# [Exercise]
Starting with the line that contains "the hazy sky." and stopping after the line that contains "the distant hill.", copy the entries below exactly. Include nothing else.

# [Records for the exercise]
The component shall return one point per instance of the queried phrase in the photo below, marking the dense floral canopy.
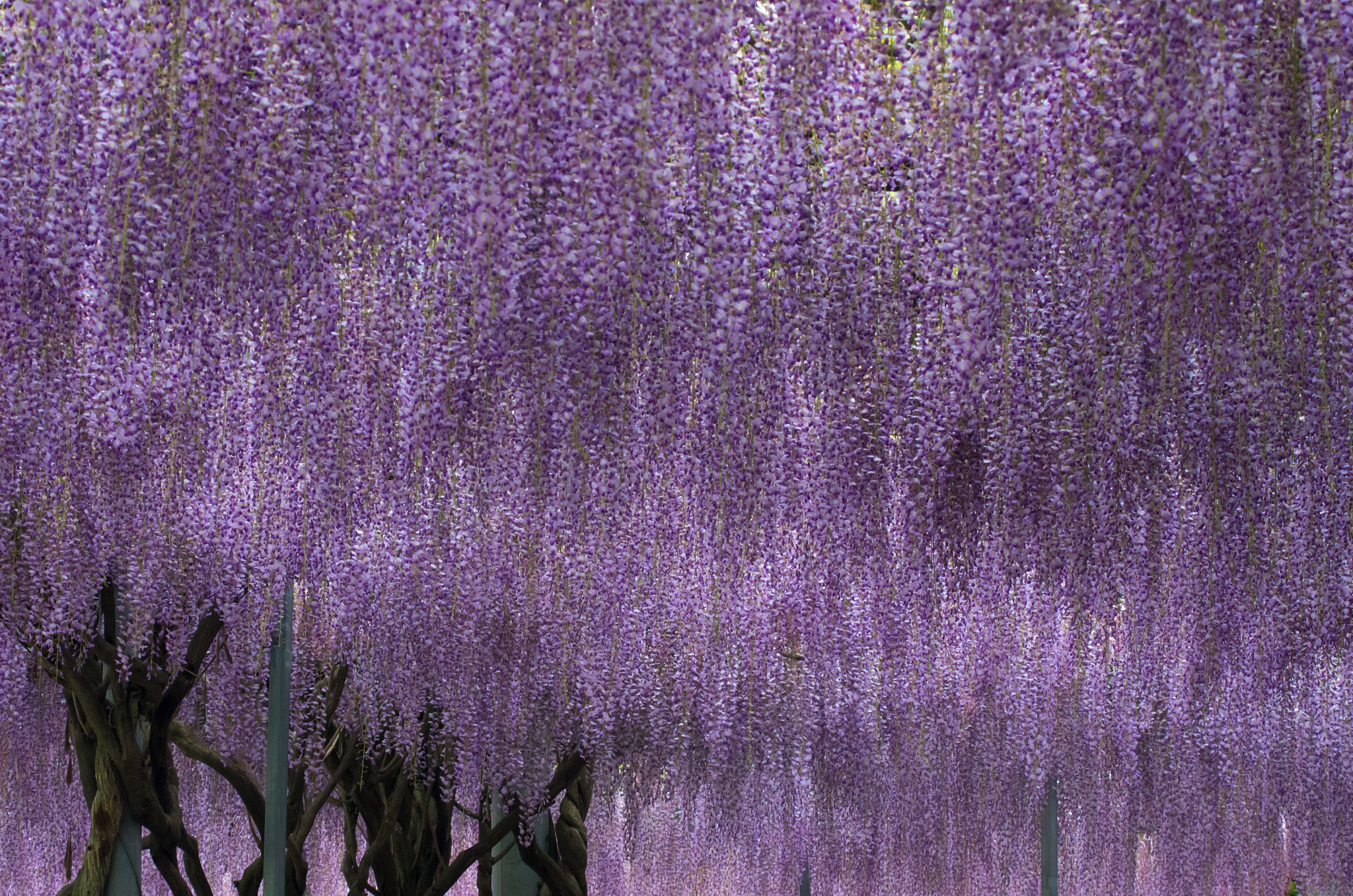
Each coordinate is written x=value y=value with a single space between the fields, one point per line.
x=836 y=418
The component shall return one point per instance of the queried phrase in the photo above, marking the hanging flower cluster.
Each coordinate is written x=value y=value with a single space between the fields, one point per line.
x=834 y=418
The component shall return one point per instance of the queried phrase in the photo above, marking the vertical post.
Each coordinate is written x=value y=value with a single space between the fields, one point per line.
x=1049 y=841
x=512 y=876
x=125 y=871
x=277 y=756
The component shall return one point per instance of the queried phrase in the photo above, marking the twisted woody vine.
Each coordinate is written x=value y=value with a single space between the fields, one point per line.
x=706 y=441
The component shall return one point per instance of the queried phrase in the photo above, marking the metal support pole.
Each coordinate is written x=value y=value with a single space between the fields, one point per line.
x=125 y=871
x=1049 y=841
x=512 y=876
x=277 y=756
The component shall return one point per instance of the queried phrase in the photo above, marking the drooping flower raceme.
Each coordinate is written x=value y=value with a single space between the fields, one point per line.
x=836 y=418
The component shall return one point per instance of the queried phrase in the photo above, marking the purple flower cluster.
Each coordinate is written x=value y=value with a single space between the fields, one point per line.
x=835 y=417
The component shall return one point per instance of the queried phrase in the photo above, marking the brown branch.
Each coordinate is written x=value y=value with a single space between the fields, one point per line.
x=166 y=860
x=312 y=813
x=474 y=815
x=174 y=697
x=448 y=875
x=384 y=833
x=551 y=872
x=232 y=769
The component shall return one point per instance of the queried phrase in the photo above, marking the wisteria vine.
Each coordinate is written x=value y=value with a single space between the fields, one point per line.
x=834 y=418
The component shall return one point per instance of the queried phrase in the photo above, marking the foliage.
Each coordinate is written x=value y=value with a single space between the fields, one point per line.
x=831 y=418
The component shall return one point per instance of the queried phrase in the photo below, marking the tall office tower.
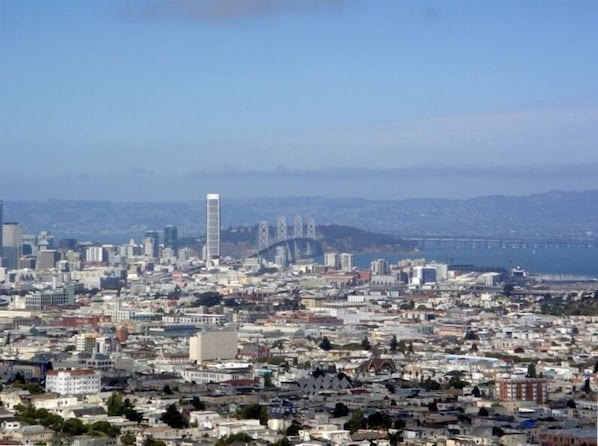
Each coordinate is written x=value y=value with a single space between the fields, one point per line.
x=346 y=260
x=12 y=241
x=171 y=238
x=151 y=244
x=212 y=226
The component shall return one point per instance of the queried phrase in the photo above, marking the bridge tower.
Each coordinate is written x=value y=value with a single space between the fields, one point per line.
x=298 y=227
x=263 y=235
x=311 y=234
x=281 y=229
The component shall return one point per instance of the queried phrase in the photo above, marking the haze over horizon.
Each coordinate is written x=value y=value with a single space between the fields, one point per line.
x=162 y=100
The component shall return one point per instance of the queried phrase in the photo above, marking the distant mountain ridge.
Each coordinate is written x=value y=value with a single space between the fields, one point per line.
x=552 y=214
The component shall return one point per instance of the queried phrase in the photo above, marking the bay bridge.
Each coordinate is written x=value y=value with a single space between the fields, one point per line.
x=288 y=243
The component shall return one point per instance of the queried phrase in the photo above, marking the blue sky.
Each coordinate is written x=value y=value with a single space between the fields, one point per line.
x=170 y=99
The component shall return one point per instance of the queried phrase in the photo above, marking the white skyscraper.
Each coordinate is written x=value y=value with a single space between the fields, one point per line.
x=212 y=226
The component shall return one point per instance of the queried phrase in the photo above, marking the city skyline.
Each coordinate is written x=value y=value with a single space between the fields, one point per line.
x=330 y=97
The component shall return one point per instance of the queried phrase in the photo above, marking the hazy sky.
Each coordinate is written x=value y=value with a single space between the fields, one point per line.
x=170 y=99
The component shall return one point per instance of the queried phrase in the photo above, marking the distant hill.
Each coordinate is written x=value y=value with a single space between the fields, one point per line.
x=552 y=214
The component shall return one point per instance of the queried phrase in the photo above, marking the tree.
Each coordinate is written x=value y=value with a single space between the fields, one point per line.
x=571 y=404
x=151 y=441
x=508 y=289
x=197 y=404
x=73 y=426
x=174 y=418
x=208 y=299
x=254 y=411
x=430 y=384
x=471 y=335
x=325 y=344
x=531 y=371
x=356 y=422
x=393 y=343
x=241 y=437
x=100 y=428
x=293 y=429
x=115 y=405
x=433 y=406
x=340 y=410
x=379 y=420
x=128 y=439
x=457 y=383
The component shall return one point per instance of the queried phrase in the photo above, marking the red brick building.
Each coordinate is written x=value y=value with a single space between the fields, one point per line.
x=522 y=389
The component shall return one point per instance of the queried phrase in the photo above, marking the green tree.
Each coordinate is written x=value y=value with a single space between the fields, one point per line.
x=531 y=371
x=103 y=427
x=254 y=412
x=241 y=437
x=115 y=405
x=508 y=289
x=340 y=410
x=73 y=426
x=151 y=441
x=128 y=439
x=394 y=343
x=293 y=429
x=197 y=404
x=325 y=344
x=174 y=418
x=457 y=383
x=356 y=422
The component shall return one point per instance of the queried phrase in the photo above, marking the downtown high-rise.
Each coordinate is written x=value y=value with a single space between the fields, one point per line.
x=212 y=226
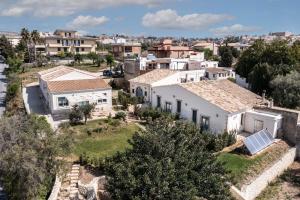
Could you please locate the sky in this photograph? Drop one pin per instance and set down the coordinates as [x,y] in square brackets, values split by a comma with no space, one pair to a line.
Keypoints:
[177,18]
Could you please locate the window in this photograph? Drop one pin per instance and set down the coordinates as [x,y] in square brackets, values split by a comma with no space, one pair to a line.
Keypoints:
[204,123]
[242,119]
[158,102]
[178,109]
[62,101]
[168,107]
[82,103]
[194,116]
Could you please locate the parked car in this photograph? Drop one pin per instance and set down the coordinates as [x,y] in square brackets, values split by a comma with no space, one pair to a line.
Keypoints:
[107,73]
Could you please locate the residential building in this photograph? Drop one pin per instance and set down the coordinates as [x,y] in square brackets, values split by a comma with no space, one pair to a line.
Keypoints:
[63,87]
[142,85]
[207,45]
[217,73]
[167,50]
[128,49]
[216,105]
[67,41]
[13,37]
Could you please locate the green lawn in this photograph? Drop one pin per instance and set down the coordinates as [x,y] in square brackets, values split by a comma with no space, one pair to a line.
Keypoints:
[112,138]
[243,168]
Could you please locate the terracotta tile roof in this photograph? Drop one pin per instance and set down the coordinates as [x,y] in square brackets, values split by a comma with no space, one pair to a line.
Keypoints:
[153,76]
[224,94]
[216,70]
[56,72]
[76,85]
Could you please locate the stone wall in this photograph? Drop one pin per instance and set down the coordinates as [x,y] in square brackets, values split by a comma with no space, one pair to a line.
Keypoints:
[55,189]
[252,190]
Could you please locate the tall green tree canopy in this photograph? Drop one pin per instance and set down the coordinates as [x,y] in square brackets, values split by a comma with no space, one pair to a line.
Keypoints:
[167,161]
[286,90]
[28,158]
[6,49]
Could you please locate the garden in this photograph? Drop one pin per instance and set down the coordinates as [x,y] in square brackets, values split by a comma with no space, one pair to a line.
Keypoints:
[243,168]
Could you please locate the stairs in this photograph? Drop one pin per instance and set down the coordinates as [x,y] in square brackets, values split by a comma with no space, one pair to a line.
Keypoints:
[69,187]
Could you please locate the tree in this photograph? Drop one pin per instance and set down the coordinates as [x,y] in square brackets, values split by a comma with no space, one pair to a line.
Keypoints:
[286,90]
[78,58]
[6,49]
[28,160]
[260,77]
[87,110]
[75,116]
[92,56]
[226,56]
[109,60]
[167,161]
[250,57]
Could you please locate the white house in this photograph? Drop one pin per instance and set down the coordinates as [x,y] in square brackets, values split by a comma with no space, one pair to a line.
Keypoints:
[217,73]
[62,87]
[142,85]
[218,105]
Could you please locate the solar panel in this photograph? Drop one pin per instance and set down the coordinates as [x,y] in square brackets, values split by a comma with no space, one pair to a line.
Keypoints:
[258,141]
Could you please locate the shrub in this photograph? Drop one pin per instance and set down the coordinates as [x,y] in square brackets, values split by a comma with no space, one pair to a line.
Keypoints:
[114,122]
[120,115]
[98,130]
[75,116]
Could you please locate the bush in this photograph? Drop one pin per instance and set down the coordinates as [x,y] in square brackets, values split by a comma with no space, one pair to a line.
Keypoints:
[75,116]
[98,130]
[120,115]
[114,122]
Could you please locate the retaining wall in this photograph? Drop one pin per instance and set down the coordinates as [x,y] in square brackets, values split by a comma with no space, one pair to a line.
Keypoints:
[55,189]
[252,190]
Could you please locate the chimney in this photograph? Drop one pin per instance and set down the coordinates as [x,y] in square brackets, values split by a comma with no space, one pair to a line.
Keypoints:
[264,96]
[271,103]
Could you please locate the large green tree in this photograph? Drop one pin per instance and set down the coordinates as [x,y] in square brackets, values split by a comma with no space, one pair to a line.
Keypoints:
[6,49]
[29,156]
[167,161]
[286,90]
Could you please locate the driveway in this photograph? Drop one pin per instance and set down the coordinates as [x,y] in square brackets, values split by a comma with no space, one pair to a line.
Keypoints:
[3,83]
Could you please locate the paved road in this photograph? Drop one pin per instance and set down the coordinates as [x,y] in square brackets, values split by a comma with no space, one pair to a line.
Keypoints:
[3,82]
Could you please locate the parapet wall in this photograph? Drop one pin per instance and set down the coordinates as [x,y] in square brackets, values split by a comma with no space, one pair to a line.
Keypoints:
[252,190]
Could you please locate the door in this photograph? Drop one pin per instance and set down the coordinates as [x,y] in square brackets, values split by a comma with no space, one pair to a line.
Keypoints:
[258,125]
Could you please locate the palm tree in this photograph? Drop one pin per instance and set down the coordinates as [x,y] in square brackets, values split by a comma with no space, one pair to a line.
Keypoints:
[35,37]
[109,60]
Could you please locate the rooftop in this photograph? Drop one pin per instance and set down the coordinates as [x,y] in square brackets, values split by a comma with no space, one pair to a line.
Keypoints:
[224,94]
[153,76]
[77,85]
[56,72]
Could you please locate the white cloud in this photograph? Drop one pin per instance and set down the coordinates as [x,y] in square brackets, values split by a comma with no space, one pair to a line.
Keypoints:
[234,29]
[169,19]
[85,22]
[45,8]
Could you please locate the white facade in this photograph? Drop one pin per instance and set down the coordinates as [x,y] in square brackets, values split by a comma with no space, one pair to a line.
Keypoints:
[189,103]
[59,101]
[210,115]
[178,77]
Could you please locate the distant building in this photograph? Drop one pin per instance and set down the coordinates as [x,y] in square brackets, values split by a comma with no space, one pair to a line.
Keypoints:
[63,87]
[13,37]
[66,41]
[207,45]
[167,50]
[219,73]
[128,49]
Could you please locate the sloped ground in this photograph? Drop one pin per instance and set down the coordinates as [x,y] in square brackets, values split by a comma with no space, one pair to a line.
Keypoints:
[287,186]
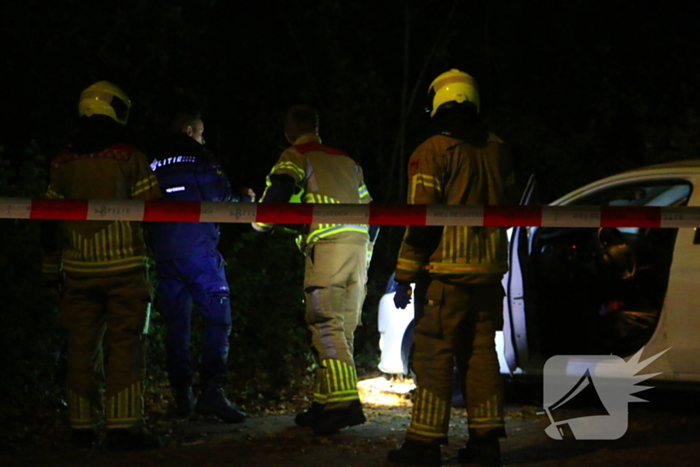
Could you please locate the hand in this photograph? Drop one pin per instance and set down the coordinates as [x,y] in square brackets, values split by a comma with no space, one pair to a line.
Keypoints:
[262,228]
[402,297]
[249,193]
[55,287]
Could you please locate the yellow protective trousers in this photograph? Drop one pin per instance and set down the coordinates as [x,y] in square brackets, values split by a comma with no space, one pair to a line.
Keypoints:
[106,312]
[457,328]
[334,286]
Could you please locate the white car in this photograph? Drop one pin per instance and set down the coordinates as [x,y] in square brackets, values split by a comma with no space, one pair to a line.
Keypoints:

# [Expected answer]
The component shall return one point per instance of the queried phrase in the photo above, marking the hazy sky.
Each coordinate is written x=value y=value with a single space between the fields, one point per line.
x=170 y=99
The component shall return one point per instance of the queried phrase in the photo above, marking the distant hill.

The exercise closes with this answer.